In the listing below, how many lines contain the word "windshield"? Give only the number.

LISTED ENTRIES.
+ + + + + + +

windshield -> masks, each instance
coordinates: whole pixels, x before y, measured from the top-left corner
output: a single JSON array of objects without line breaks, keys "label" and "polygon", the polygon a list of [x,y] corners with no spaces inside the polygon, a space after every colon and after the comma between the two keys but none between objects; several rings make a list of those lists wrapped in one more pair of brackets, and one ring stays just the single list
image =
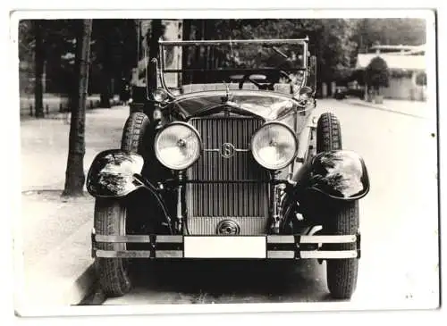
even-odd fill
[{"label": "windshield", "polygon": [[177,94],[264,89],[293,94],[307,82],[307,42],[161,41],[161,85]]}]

+ + + + + + +

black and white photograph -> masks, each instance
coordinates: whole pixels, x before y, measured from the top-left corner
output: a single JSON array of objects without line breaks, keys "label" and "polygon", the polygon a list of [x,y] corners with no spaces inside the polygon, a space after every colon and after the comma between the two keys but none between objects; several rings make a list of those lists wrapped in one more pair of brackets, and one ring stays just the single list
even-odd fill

+ + + + + + +

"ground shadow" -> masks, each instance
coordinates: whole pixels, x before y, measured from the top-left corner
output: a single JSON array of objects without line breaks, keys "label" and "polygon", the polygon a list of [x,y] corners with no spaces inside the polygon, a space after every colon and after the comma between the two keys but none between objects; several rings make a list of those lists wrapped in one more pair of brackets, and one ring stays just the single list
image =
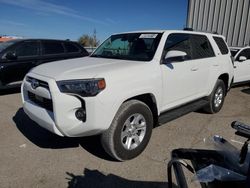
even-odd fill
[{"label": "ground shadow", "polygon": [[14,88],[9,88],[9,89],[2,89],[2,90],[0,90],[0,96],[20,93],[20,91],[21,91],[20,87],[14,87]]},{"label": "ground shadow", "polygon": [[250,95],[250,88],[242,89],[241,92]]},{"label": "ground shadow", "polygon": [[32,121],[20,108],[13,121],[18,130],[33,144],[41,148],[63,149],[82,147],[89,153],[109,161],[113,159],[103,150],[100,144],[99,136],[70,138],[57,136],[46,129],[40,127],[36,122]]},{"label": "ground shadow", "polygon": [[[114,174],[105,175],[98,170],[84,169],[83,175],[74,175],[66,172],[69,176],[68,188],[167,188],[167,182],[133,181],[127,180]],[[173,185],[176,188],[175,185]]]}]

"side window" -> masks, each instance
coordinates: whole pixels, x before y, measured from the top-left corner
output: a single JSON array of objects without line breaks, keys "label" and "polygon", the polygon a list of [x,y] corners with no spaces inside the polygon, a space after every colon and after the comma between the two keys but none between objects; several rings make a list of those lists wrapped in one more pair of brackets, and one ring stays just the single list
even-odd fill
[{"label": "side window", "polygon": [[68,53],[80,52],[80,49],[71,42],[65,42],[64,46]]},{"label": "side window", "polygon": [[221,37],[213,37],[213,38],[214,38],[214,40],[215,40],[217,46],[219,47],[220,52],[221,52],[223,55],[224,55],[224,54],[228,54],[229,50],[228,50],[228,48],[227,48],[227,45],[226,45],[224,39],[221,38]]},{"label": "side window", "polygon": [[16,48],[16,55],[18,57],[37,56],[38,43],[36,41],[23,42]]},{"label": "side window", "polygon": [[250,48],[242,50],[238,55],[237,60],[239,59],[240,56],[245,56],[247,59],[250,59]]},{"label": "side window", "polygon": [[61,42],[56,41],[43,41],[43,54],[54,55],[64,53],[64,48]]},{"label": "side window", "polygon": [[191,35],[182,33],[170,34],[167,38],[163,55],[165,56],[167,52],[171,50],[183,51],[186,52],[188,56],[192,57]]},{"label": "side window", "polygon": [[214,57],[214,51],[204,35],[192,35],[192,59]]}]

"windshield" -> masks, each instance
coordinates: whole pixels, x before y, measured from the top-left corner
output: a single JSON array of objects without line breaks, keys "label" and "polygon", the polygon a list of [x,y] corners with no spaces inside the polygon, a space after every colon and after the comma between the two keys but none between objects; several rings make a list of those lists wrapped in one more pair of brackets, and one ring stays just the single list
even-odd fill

+ + + + + + +

COMPLETE OUTPUT. 3